To do | Using the text on Hugo Chávez, decide whether each statement below agrees with it, answering yes or no and quoting the deciding words. (a) The presidential elections are set for October 7, 2012. (b) Chávez has held office since 2002. (c) Chávez has withdrawn his support from Bashar al-Assad.

Text provided |
++++++++++
Hugo Chavez

Venezuela’s authoritarian populist President Hugo Chávez announced that presidential elections will take place on October 7, 2012. Chávez, who continues to battle an unspecified cancer, is convinced he will win. In office since 1999, Chávez argues he must have another six years in order to install Socialism of the 21st Century, i.e. a slightly modernized version of Cuban communism.

Chávez remains the Western Hemisphere’s most active backer of Iran, the world’s most dangerous sponsor of terrorism. As Muammar Qadhafi’s No. 1 friend in the Americas, Chávez continues to side with the deposed Libyan tyrant and soul mate. He has extended similar support to Syria’s bloody leader, Bashar al-Assad. In his most recent outpouring, Chávez cast his current mission as fighting the “imperialistic madness” of the United States and “saving the world.”

The electoral campaign will be arduous and unbalanced, with Chávez commanding powerful resources, the government machinery, and a muzzled media. Chávez and his followers already see themselves as preparing for the decisive battle for the future of Latin America. Their polarizing efforts will relentlessly seek to portray the opposition as a handful of turncoats linked with the “fascists” in the Republican Party. In the shadows lurk threats from senior Chavistas to overturn a defeat either by military intervention or employ “other methods of struggle.”

Venezuela’s democratic opposition needs to know that the U.S. and the Obama Administration will to do all that is possible to ensure that the elections are “free and fair” and that it intends to employ active public and private diplomacy to sustain the democratic process and speak openly when rules are violated.

There is also an urgent need for Congress, think tanks, nongovernmental organizations, human rights bodies, and ordinary citizens who care about the future of democracy in the Americas and around the globe to find ways to support the democratic opposition.

What Venezuela desperately needs is a peaceful, democratic regime change—one that rejects global support for tyranny, ends endemic and unpunished criminality, and restores checks and balances, government transparency, rule of law, and the protection of individual rights.
++++++++++
Stored entries |
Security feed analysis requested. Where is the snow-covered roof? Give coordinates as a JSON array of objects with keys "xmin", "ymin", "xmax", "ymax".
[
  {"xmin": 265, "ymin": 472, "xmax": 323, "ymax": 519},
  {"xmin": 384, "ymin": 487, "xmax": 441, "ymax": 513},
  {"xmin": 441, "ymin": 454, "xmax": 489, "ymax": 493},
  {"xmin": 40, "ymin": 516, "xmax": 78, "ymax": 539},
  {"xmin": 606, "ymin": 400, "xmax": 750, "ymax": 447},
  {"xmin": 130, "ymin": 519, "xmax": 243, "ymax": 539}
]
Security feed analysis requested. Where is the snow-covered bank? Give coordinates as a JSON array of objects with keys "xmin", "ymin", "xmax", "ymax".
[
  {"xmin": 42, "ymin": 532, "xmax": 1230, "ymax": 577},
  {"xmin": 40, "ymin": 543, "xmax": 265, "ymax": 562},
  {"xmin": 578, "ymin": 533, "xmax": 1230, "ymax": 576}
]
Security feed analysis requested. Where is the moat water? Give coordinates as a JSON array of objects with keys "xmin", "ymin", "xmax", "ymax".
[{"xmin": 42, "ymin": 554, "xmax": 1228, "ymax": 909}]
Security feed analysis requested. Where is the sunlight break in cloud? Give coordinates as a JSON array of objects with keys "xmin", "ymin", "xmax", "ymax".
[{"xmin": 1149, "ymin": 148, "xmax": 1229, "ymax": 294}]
++++++++++
Response |
(a) Yes: "presidential elections will take place on October 7, 2012"
(b) No: "In office since 1999"
(c) No: "He has extended similar support to Syria’s bloody leader, Bashar al-Assad."